-------- MATERIALS PROVIDED --------
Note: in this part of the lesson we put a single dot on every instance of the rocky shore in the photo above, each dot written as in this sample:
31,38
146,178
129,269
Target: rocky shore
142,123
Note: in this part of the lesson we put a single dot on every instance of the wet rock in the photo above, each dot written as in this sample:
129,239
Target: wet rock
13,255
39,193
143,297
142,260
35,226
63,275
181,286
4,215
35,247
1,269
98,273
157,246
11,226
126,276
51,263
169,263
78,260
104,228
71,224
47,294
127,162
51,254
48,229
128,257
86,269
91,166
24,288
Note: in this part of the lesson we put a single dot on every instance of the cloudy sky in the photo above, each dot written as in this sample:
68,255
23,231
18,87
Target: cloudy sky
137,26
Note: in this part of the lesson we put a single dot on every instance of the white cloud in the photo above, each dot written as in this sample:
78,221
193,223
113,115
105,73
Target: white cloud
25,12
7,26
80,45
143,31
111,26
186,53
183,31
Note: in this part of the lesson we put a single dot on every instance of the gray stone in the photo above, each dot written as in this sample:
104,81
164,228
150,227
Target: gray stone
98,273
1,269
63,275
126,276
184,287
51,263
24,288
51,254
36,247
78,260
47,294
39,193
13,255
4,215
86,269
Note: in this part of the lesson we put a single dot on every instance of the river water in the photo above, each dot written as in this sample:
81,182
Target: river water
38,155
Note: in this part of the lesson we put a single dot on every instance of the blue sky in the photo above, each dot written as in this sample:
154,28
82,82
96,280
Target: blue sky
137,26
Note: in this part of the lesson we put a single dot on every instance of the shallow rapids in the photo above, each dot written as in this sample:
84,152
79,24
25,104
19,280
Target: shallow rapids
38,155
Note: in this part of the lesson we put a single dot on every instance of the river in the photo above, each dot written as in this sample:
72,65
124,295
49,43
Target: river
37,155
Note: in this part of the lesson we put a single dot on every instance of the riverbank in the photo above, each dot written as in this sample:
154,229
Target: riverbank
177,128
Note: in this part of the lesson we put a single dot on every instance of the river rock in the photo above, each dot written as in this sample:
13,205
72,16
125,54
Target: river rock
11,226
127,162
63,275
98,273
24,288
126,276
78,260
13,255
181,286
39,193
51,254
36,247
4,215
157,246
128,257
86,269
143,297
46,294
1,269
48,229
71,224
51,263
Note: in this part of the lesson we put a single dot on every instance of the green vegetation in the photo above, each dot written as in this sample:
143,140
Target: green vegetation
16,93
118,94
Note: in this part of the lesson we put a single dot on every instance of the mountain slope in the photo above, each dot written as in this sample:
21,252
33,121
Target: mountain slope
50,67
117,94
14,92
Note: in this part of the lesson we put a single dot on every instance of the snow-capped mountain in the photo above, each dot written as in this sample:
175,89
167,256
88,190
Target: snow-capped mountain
--------
WHAT NEEDS TO BE DONE:
Copy out all of the rows above, keeping every character unchanged.

FINAL RESULT:
Note: in this part of the lesson we put a single dot on every instance of the rocky shore in the photo above, each dot written as in this sample:
31,38
146,178
129,269
Target: rocky shore
142,123
Note: in this part of the lesson we put a single dot on every instance of the wet rock in the photo above, each dot written as in this sample:
129,239
Target: wet rock
13,255
39,193
143,297
142,260
35,226
63,275
181,286
4,215
35,247
1,269
98,273
157,246
11,226
126,276
51,263
169,263
78,260
104,228
71,224
47,294
127,162
51,254
48,229
128,257
86,269
91,166
24,288
Note: in this part of the lesson we put a single dot on every instance of the cloudy sky in the photo above, each dot written as in this sample:
68,255
23,231
18,87
Target: cloudy sky
137,26
Note: in this part of the lesson we put a single dot on every instance of the white cloud in the photo above, each dot written as in this sample:
78,221
193,223
113,115
105,73
Target: white cloud
25,12
7,26
80,45
143,31
111,26
186,53
183,31
Note: in this part of the lesson we put a single dot on every instance of the gray stone in the photo above, each dot written as in this sample:
104,81
164,228
150,227
Target: gray stone
98,273
1,269
63,275
126,276
184,287
51,263
24,288
51,254
36,247
78,260
47,294
39,193
13,255
4,215
86,269
Note: in this part of the lesson we put a single dot on every instance of the river water in the photo above, each dot written as in this sample:
81,182
Target: river water
38,155
Note: in this part of the lesson we put a single dot on every instance of the blue sky in the photo above, each dot written as in this sample:
154,28
82,82
96,280
Target: blue sky
137,26
Note: in this part of the lesson we put a single dot on every instance of the shallow rapids in the photo above, each dot written as in this sample:
84,152
79,24
25,104
19,280
Target: shallow rapids
38,155
Note: in this part of the lesson we put a single dot on every instance of the river in the photo above, each dot written as in this sample:
72,65
124,295
49,43
Target: river
37,155
Note: in this part of the lesson we put a single dot on every instance of the riverbank in the photo above, each dot written as in this sample:
154,229
Target: riverbank
177,128
Note: in this part of the lesson we put a single dot on every instance of the river rock in the photo above, each dot written as in this sample:
13,205
72,16
125,54
Target: river rock
11,226
127,162
63,275
98,273
24,288
126,276
78,260
13,255
181,286
39,193
51,254
36,247
4,215
157,246
128,257
86,269
143,297
46,294
1,269
48,229
71,224
51,263
Note: in this part of the lesson we put a single dot on every instance of the green vegetation in the photo above, each dot written as in this sample:
143,140
Target: green vegetation
16,93
118,94
Note: in this part of the lesson we put a single dot on every instance of the mountain slope in the photo above, each dot written as in this sample:
21,252
33,121
Target: mountain slope
50,67
117,94
14,92
Note: in this part of the lesson we put a single dot on every instance of the snow-capped mountain in the photo above, each dot written as in this sample:
175,89
167,256
88,190
Target: snow-capped mountain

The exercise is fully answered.